やること:
[1] 抜粋で、書き手が友人と会う時や別れる時に「また会える?」と聞くのはなぜか、1〜3文で説明してください。
[2] 抜粋の「その結果、左足ねんざ」で始まる段落を、主な事実を残して箇条書きにまとめてください。
[3] 抜粋から、「ボロボロの状態で出社して、先輩方に「なんていうか…かわいそうに」と言われた。」を含む箇所を起点に引用し、「駅まで送っていくことにした。」の後で止めてください。

抜粋:
※ ※ ※

ピロートーク

やがて性愛

鼻歌のさびでつまずく

先日、激しく派手ににすっ転んだ。バスが行ってしまいそうだったので、追いかけようと走った際に左足をぐねってそのままスライディングしたのだ。
その結果、左足ねんざ、右すね擦り傷と打ち身、両手擦り傷、スマホケース半壊、靴とストッキング全壊、更にバス逃すという大損傷を負った。その日は昼間に大事な打ち合わせがあったため久しぶりにOLらしい服装をしていた。久しぶりにはいたストッキングにわたしの脚は守られたのだと思う。
ボロボロの状態で出社して、先輩方に「なんていうか…かわいそうに」と言われた。

左足が痛くてうまく歩けない。夕方に久しぶりに会った友人にそう言った。「お医者さんには行った?マキロンは?」と立て続けに聞かれ「病院はきらい しみるのもいやだ」と言ったら、おおまじめに病院に行くこときちんと治療することの大切さをわたしに語った。

 

その人とはその後、旅行のお土産を交換しあって、お茶をして、帰路へ向かった。この人と会う時別れる時はいつももう二度と会えないような気がしてしまうため「また会える?」と聞く。「会えるよ」「次はステーキハウスに行こう」だって。
友人は新宿にある某ステーキハウスが大のお気に入りで、ポイントカードを作ってこつこつためているらしい。

わたしたちは帰る方向が別だけれど、名残惜しくて、相手の使う駅まで送っていくことにした。

「足捻挫してるのに悪いよ」と遠慮されたけど「じゃあそこの坂のところまで」「そこの横断歩道まで」とずるずると駅まで着いていった。


駅入り口の横には、おしゃれなカフェレストランがある。お客さんはいなく、既に閉店してるらしい。小学校の掃除の時間のように椅子が机のうえに上げられていた。横を通った時に店内からハイロウズの『日曜日よりの使者』が聞こえてきた。

※ ※ ※

データ:
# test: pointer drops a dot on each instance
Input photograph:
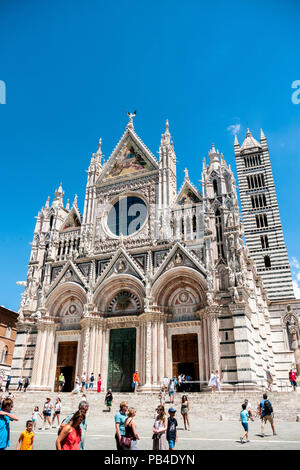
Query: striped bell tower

※ ※ ※

回答例:
[1] その人と会う時や別れる時はいつも、もう二度と会えないような気がしてしまうからです。

[2]
- 負傷：左足ねんざ、右すねの擦り傷と打ち身、両手の擦り傷
- 持ち物の被害：スマホケース半壊、靴とストッキング全壊
- さらにバスも逃した
- その日は昼間に大事な打ち合わせがあり、久しぶりにOLらしい服装をしていた
- 久しぶりにはいたストッキングが脚を守ったと書き手は思っている

[3]
ボロボロの状態で出社して、先輩方に「なんていうか…かわいそうに」と言われた。

左足が痛くてうまく歩けない。夕方に久しぶりに会った友人にそう言った。「お医者さんには行った?マキロンは?」と立て続けに聞かれ「病院はきらい しみるのもいやだ」と言ったら、おおまじめに病院に行くこときちんと治療することの大切さをわたしに語った。

 

その人とはその後、旅行のお土産を交換しあって、お茶をして、帰路へ向かった。この人と会う時別れる時はいつももう二度と会えないような気がしてしまうため「また会える?」と聞く。「会えるよ」「次はステーキハウスに行こう」だって。
友人は新宿にある某ステーキハウスが大のお気に入りで、ポイントカードを作ってこつこつためているらしい。

わたしたちは帰る方向が別だけれど、名残惜しくて、相手の使う駅まで送っていくことにした。